> WRITTEN TASK
Render each of the following entries as a JSON list of strings, with one string per line and blank lines omitted.

> MATERIAL SHOWN
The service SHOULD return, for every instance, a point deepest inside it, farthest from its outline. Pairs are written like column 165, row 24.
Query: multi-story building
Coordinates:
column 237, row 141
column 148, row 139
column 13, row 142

> FINISHED TASK
[
  "The service SHOULD return, for every instance, a point deepest inside it, farthest from its outline. Pairs are written like column 165, row 24.",
  "Query: multi-story building",
  "Coordinates:",
  "column 237, row 141",
  "column 148, row 139",
  "column 13, row 142"
]